[Stated task 1] Copy everything in the home-price post below from "Wednesday, June 27, 2012" down to "for the link)", swapping "overvalued" for "overpriced".

[Given passage]
____________

Wednesday, June 27, 2012

Average home prices to fall 10%-15% ish

TD Economics thinks that the Canadian average home price is 10%-15% overvalued and will drop that amount over the next two years. (H/T Just Watching for the link)

Of course, that's the national average, so locations not so over-valued can expect to not fall as much as the cities that are over-valued. Vancouver and Toronto, being the two biggest and most heated markets are expected to lead the way when it comes to price declines.

Victoria, given it's flat values for the past few years, can expect to see pain, but likely not as much as it's big city cousin to the east. For the purposes of this exercise, let's say it falls the maximum predicted average 15%.

Last year's annual average SFH price was $613K and three more digits of ish.

If TD is right, and Victoria falls the 15% the predict could be the national average, that means that in 2014, that $613K and some ish place would be worth $521K ish...

____________

[Stated task 2] How many lines of the records below contain the string "worker", with case counting? Reply with the number only.

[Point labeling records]

____________

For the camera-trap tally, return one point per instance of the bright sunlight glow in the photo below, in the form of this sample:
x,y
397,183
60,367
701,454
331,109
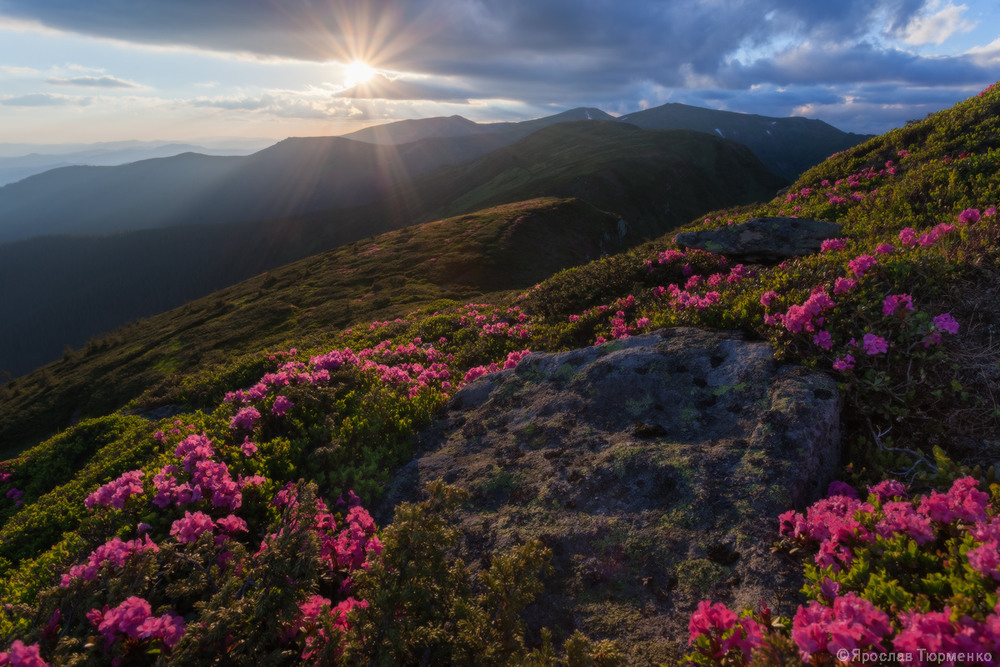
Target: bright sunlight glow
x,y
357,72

____________

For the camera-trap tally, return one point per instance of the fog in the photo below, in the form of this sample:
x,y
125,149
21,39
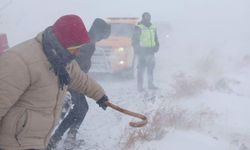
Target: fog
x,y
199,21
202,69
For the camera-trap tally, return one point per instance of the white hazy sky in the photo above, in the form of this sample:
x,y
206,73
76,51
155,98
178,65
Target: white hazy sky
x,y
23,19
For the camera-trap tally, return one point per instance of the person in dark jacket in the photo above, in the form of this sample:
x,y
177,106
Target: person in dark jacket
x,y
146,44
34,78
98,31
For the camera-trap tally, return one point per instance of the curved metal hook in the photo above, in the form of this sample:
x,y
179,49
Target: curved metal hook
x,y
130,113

____________

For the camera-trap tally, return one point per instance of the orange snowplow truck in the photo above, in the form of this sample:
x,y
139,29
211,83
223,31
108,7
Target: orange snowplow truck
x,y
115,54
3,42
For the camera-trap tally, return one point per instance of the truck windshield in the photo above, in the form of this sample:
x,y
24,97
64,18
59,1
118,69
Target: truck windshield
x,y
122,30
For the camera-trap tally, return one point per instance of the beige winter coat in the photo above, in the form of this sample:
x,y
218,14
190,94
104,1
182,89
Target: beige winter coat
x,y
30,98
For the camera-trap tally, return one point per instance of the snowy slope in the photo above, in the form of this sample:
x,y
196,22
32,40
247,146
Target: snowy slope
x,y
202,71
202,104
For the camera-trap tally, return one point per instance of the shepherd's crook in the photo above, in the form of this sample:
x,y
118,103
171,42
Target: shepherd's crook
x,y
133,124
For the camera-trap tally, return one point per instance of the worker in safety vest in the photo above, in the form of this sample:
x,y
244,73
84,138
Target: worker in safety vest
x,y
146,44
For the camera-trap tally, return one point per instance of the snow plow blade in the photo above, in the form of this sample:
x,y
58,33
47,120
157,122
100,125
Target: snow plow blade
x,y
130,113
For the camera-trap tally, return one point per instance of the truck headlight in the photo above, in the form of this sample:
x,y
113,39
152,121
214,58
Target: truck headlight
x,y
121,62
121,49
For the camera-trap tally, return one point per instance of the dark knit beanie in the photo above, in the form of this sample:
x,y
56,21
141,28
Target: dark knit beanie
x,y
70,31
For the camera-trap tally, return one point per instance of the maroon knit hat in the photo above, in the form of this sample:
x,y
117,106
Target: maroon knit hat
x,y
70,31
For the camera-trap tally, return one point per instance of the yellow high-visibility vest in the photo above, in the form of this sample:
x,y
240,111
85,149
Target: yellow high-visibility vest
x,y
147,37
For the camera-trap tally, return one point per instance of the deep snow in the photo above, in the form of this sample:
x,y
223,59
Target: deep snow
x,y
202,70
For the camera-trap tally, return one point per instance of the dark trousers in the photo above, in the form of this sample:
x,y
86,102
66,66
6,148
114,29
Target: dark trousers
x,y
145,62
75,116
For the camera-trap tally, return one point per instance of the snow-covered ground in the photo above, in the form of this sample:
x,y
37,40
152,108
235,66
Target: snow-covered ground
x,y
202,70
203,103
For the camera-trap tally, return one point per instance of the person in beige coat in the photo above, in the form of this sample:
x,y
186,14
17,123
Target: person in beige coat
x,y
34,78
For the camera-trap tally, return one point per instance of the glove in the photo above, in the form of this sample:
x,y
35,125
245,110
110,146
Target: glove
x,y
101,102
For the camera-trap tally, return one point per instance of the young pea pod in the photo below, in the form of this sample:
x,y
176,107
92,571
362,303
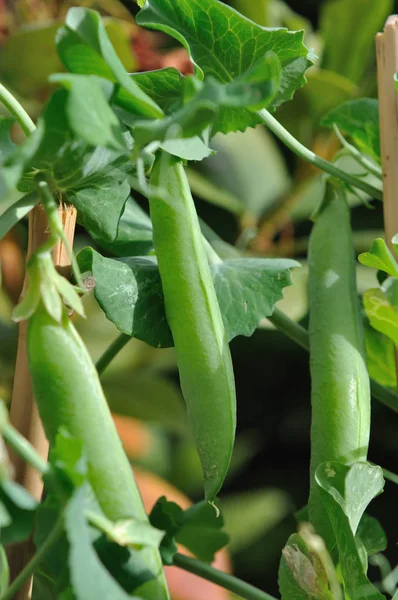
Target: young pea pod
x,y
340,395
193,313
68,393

____________

[Exercise solution 1]
Wednesday, June 27, 2012

Average home prices to fall 10%-15% ish

TD Economics thinks that the Canadian average home price is 10%-15% overpriced and will drop that amount over the next two years. (H/T Just Watching for the link)

[Exercise solution 2] 2